Work to complete: Rewrite the records from the line containing "Shelf-audit tool: tag the concrete" through the end of the records, swapping "planogram checker" for "inventory checker" and leaving everything else unchanged.

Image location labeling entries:

______

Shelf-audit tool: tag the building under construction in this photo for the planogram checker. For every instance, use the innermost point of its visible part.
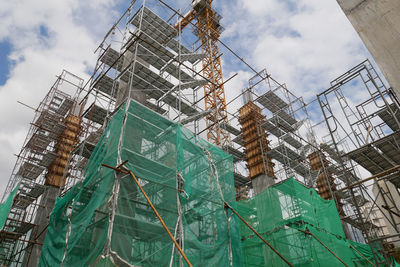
(144, 165)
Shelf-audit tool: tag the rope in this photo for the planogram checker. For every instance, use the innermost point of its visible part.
(154, 210)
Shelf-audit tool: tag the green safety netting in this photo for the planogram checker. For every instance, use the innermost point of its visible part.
(279, 212)
(179, 173)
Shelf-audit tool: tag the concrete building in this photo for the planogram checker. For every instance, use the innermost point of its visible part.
(378, 24)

______

Answer for this exercise:
Shelf-audit tool: tag the concrete building in this photo for the inventory checker. For every instance, use the innermost point of its visible part.
(378, 24)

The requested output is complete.